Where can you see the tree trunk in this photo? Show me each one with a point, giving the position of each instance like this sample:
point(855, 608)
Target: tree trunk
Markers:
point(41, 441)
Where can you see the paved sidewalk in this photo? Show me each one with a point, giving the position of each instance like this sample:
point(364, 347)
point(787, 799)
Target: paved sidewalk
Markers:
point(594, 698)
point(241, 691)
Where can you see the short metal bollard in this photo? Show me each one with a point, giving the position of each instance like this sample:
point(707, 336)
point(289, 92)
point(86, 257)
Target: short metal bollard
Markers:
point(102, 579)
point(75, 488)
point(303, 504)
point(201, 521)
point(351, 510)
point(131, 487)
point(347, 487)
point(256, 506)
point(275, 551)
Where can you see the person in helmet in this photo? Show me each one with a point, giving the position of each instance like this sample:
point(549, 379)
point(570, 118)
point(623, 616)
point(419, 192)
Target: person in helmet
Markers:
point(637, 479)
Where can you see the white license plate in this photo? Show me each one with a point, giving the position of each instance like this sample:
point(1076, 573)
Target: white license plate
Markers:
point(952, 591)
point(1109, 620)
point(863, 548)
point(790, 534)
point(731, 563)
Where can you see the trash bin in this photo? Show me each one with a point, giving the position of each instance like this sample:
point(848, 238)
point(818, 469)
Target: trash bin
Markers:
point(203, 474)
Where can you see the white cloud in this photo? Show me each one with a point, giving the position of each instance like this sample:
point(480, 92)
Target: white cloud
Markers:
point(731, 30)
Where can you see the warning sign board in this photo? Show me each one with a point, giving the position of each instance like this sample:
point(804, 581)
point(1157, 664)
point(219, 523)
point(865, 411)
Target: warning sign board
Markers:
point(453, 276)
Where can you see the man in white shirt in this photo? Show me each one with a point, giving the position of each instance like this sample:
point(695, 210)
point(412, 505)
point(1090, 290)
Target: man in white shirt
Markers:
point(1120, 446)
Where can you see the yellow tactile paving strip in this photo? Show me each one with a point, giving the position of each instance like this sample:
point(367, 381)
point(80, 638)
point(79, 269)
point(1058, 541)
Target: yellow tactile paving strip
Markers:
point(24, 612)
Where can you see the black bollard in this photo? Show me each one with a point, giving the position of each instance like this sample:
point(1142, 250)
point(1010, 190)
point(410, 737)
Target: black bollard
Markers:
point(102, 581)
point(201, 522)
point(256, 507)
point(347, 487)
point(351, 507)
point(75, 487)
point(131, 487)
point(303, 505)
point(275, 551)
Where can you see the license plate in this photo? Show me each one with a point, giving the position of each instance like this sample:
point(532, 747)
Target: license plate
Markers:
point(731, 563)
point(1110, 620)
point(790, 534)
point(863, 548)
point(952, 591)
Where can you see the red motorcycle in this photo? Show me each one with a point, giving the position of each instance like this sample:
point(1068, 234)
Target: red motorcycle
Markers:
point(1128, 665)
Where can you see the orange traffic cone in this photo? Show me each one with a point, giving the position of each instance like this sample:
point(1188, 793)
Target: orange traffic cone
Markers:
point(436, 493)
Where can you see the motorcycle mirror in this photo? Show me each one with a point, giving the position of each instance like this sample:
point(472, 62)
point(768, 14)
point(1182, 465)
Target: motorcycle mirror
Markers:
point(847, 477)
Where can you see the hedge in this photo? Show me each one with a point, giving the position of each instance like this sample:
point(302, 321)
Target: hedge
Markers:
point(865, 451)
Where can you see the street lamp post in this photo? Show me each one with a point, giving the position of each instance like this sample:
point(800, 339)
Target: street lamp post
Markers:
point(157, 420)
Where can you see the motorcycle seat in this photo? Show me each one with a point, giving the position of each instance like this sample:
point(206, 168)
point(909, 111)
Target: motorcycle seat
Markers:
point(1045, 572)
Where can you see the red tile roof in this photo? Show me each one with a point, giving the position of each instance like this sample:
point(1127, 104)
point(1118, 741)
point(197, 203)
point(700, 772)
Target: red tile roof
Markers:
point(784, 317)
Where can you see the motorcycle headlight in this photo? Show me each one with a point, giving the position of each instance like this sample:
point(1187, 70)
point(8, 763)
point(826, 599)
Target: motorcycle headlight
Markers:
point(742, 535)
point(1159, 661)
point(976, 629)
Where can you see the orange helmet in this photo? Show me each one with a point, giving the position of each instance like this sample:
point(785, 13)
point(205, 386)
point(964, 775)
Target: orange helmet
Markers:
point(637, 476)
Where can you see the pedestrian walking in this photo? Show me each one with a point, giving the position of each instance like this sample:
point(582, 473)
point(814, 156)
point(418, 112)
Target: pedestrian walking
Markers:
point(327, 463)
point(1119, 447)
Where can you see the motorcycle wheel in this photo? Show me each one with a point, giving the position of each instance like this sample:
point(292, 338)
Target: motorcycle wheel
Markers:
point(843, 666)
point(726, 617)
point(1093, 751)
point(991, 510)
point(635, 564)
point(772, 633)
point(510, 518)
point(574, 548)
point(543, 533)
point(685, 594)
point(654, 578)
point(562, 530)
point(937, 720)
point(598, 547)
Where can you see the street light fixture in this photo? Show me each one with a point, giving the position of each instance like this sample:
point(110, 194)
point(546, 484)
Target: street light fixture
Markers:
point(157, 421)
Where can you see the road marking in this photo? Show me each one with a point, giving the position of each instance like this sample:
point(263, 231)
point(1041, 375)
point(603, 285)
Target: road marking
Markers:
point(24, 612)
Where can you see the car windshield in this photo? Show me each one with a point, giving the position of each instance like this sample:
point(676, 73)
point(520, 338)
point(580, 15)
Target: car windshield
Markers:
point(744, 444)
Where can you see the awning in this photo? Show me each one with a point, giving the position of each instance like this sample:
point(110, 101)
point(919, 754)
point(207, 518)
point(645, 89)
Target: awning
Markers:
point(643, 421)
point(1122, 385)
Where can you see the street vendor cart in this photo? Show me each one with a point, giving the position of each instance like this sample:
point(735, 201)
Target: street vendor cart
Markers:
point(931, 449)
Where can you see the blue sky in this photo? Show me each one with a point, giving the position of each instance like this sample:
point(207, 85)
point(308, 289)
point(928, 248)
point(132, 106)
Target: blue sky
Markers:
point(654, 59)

_Your task_: Convert all of the data above into a Markdown table with two columns, Row and Line. Number each line in order and leave out any blank lines.

_Reply to the exercise_:
| Row | Line |
|---|---|
| 1 | Where can you see the tree trunk in this photo? Show me each one with a point, giving the position of each instance like this sample: |
| 2 | point(855, 608) |
| 3 | Target: tree trunk |
| 4 | Markers: |
| 5 | point(41, 441) |
| 6 | Where can you see the paved sidewalk in this photo? Show me each one with a point, giving the position of each instance like this sample: |
| 7 | point(364, 347) |
| 8 | point(787, 799) |
| 9 | Target: paved sidewalk |
| 10 | Markers: |
| 11 | point(594, 698) |
| 12 | point(241, 691) |
| 13 | Where can you see the short metal bollard in this photo? Show me each one with a point, giving the position of each instance like this sample: |
| 14 | point(707, 336) |
| 15 | point(289, 92) |
| 16 | point(86, 257) |
| 17 | Target: short metal bollard |
| 18 | Markers: |
| 19 | point(102, 579) |
| 20 | point(75, 488) |
| 21 | point(303, 504) |
| 22 | point(201, 521) |
| 23 | point(351, 510) |
| 24 | point(131, 487) |
| 25 | point(347, 487) |
| 26 | point(256, 506) |
| 27 | point(275, 551) |
| 28 | Where can you see the person in helmet in this photo? Show me each one with a point, giving the position of each instance like this sample: |
| 29 | point(549, 379) |
| 30 | point(570, 118) |
| 31 | point(623, 616) |
| 32 | point(419, 192) |
| 33 | Target: person in helmet |
| 34 | Markers: |
| 35 | point(637, 479) |
| 36 | Where can you see the white license plate in this photo? Show me each one with a point, giving the position of each instance like this sample: |
| 37 | point(1076, 573) |
| 38 | Target: white license plate |
| 39 | Markers: |
| 40 | point(952, 591) |
| 41 | point(1109, 620) |
| 42 | point(863, 548) |
| 43 | point(790, 534) |
| 44 | point(731, 563) |
| 45 | Where can you see the trash bin in this photo? Show me each one with a point, giving the position of each instance like this sample: |
| 46 | point(848, 238) |
| 47 | point(818, 469) |
| 48 | Target: trash bin |
| 49 | Markers: |
| 50 | point(203, 474) |
| 51 | Where can you see the white cloud in this photo? Show me each one with a point, giving the position of each instance like this sample: |
| 52 | point(480, 92) |
| 53 | Target: white cloud |
| 54 | Markers: |
| 55 | point(731, 30) |
| 56 | Where can you see the warning sign board in this photo? Show me each one with a point, giving the position of each instance like this sample: |
| 57 | point(804, 581) |
| 58 | point(1157, 664) |
| 59 | point(219, 523) |
| 60 | point(865, 411) |
| 61 | Target: warning sign board |
| 62 | Markers: |
| 63 | point(453, 276) |
| 64 | Where can you see the man in white shirt in this photo? Show me each one with a point, giving the position of each instance like this sample: |
| 65 | point(695, 210) |
| 66 | point(412, 505) |
| 67 | point(1090, 290) |
| 68 | Target: man in white shirt |
| 69 | Markers: |
| 70 | point(1120, 446) |
| 71 | Where can you see the yellow tactile paving strip in this photo? Show me each one with a point, giving the position of each instance like this sample: |
| 72 | point(367, 381) |
| 73 | point(80, 638) |
| 74 | point(79, 269) |
| 75 | point(1058, 541) |
| 76 | Target: yellow tactile paving strip |
| 77 | Markers: |
| 78 | point(24, 612) |
| 79 | Where can you see the black bollard in this photo? Show me each one with a point, giving the position of each instance like this sample: |
| 80 | point(1142, 250) |
| 81 | point(1010, 190) |
| 82 | point(410, 737) |
| 83 | Target: black bollard |
| 84 | Markers: |
| 85 | point(102, 581) |
| 86 | point(201, 522) |
| 87 | point(256, 507) |
| 88 | point(347, 487) |
| 89 | point(351, 507) |
| 90 | point(75, 487) |
| 91 | point(131, 487) |
| 92 | point(303, 505) |
| 93 | point(275, 551) |
| 94 | Where can you see the license plate in this photo? Show me each one with a point, giving the position of each instance like this sample: |
| 95 | point(532, 747) |
| 96 | Target: license plate |
| 97 | Markers: |
| 98 | point(731, 563) |
| 99 | point(1110, 620) |
| 100 | point(790, 534) |
| 101 | point(863, 548) |
| 102 | point(952, 591) |
| 103 | Where can you see the red motorcycle in this photo? Show me each one with a point, giving the position of each instance like this sample: |
| 104 | point(1068, 234) |
| 105 | Target: red motorcycle |
| 106 | Markers: |
| 107 | point(1128, 665) |
| 108 | Where can you see the orange traffic cone in this photo? Show me each one with a point, giving the position of each instance like this sample: |
| 109 | point(1188, 793) |
| 110 | Target: orange traffic cone |
| 111 | Markers: |
| 112 | point(436, 493) |
| 113 | Where can you see the motorcycle mirror in this photo? Show me each one with a point, giving the position of each instance like this sample: |
| 114 | point(472, 62) |
| 115 | point(768, 14) |
| 116 | point(1182, 465) |
| 117 | Target: motorcycle mirror |
| 118 | Markers: |
| 119 | point(847, 477) |
| 120 | Where can you see the hedge in this photo? Show me each one with a point, giving the position of each instance like this sample: |
| 121 | point(302, 321) |
| 122 | Target: hedge |
| 123 | Markers: |
| 124 | point(865, 451) |
| 125 | Where can you see the street lamp post in this photo? Show me each one with a point, giving the position of each instance like this sample: |
| 126 | point(800, 339) |
| 127 | Target: street lamp post |
| 128 | Markers: |
| 129 | point(157, 420) |
| 130 | Where can you see the motorcycle seat in this photo? Show me each one with a point, giving the position of each instance like this sample: |
| 131 | point(206, 168) |
| 132 | point(909, 111) |
| 133 | Target: motorcycle seat |
| 134 | Markers: |
| 135 | point(1045, 572) |
| 136 | Where can you see the red tile roof in this photo? Show me each one with a point, giving the position of each instance like this sample: |
| 137 | point(1127, 104) |
| 138 | point(1118, 741) |
| 139 | point(197, 203) |
| 140 | point(700, 772) |
| 141 | Target: red tile roof |
| 142 | Markers: |
| 143 | point(784, 317) |
| 144 | Where can you see the motorcycle headlight in this photo? Show me each one with a point, giving the position of each instance like this sample: |
| 145 | point(1187, 70) |
| 146 | point(8, 763) |
| 147 | point(826, 599) |
| 148 | Target: motorcycle headlight |
| 149 | Markers: |
| 150 | point(742, 535) |
| 151 | point(1159, 661) |
| 152 | point(976, 629) |
| 153 | Where can you see the orange helmet in this photo? Show me each one with a point, giving the position of each instance like this sample: |
| 154 | point(785, 13) |
| 155 | point(205, 386) |
| 156 | point(964, 775) |
| 157 | Target: orange helmet |
| 158 | Markers: |
| 159 | point(637, 476) |
| 160 | Where can you see the pedestrian walking in this photo? Show me each one with a point, giving the position of each instance like this sample: |
| 161 | point(582, 473) |
| 162 | point(814, 156) |
| 163 | point(418, 112) |
| 164 | Target: pedestrian walking |
| 165 | Markers: |
| 166 | point(327, 463) |
| 167 | point(1119, 447) |
| 168 | Where can you see the motorcycle wheel in this photo? Show me each one with a point, giving the position of each instance like this sample: |
| 169 | point(292, 338) |
| 170 | Target: motorcycle wheel |
| 171 | Markers: |
| 172 | point(843, 666) |
| 173 | point(726, 617) |
| 174 | point(1093, 751) |
| 175 | point(991, 510) |
| 176 | point(635, 564) |
| 177 | point(772, 633) |
| 178 | point(510, 518) |
| 179 | point(574, 548) |
| 180 | point(543, 533) |
| 181 | point(685, 594) |
| 182 | point(654, 578) |
| 183 | point(562, 530) |
| 184 | point(937, 720) |
| 185 | point(598, 547) |
| 186 | Where can you see the street light fixture in this photo? Show me each one with a point, giving the position of each instance like this sample: |
| 187 | point(110, 194) |
| 188 | point(546, 484) |
| 189 | Target: street light fixture |
| 190 | Markers: |
| 191 | point(157, 421) |
| 192 | Where can you see the road marking in this photo? Show me each one with a point, giving the position of each instance like this sample: |
| 193 | point(263, 231) |
| 194 | point(1041, 375) |
| 195 | point(603, 285) |
| 196 | Target: road marking |
| 197 | Markers: |
| 198 | point(24, 612) |
| 199 | Where can you see the car windshield in this photo? Show me each one with a point, giving the position of each instance like this sample: |
| 200 | point(676, 73) |
| 201 | point(520, 338) |
| 202 | point(580, 15) |
| 203 | Target: car windshield |
| 204 | Markers: |
| 205 | point(744, 444) |
| 206 | Where can you see the awning in this photo? Show me each one with a point, giving the position of each instance like this sample: |
| 207 | point(110, 101) |
| 208 | point(919, 754) |
| 209 | point(207, 518) |
| 210 | point(645, 89) |
| 211 | Target: awning |
| 212 | Markers: |
| 213 | point(643, 421) |
| 214 | point(1122, 385) |
| 215 | Where can you see the street vendor cart in this photo? Show me each one with a point, giving the position of each instance like this sample: |
| 216 | point(735, 201) |
| 217 | Target: street vendor cart |
| 218 | Markers: |
| 219 | point(931, 449) |
| 220 | Where can you see the blue sky in this photo? Show me each one with a point, giving the position of each instance like this sample: |
| 221 | point(207, 85) |
| 222 | point(308, 289) |
| 223 | point(928, 248) |
| 224 | point(132, 106) |
| 225 | Target: blue sky |
| 226 | Markers: |
| 227 | point(654, 59) |